→ **To do**: Rewrite the records below, changing every "Found" to "Result" and leaving everything else unchanged.
── Exercise input ──
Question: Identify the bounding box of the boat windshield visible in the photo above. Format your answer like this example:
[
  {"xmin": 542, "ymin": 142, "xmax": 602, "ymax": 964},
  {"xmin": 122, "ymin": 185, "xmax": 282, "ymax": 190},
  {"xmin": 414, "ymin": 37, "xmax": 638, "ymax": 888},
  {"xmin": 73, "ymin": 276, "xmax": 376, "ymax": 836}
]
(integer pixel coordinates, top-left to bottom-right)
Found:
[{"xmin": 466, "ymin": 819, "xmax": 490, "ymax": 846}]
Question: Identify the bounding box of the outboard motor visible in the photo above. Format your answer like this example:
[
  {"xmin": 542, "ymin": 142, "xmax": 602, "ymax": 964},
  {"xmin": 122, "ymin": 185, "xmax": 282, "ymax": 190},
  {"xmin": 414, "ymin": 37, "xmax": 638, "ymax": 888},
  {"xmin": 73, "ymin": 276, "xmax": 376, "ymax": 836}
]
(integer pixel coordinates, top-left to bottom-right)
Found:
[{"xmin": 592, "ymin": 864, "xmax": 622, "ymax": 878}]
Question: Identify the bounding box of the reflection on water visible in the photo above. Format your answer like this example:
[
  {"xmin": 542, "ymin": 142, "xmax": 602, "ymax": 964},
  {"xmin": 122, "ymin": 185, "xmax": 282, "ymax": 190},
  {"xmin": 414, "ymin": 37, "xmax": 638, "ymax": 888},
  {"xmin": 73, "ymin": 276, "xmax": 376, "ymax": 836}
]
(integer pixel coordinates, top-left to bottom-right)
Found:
───
→ **Full output**:
Question: Identify the bounding box of the boat windshield visible in the photo above. Format your answer like this example:
[
  {"xmin": 542, "ymin": 142, "xmax": 602, "ymax": 964},
  {"xmin": 122, "ymin": 185, "xmax": 282, "ymax": 190},
  {"xmin": 414, "ymin": 37, "xmax": 638, "ymax": 888},
  {"xmin": 73, "ymin": 276, "xmax": 376, "ymax": 836}
]
(integer pixel coordinates, top-left to bottom-right)
Result:
[{"xmin": 466, "ymin": 819, "xmax": 490, "ymax": 846}]
Question: Identify the bounding box of the outboard motor visible in the photo above. Format your answer like this example:
[
  {"xmin": 542, "ymin": 142, "xmax": 602, "ymax": 964},
  {"xmin": 122, "ymin": 185, "xmax": 282, "ymax": 190},
  {"xmin": 414, "ymin": 37, "xmax": 638, "ymax": 888},
  {"xmin": 73, "ymin": 276, "xmax": 376, "ymax": 836}
]
(integer pixel coordinates, top-left to bottom-right)
Result:
[{"xmin": 592, "ymin": 864, "xmax": 622, "ymax": 878}]
Question: Identify the bounding box of the reflection on water visible in the photo above. Format your answer like this example:
[
  {"xmin": 542, "ymin": 142, "xmax": 602, "ymax": 964},
  {"xmin": 122, "ymin": 185, "xmax": 282, "ymax": 190},
  {"xmin": 414, "ymin": 37, "xmax": 638, "ymax": 888},
  {"xmin": 73, "ymin": 276, "xmax": 376, "ymax": 836}
]
(integer pixel coordinates, top-left to bottom-right)
Result:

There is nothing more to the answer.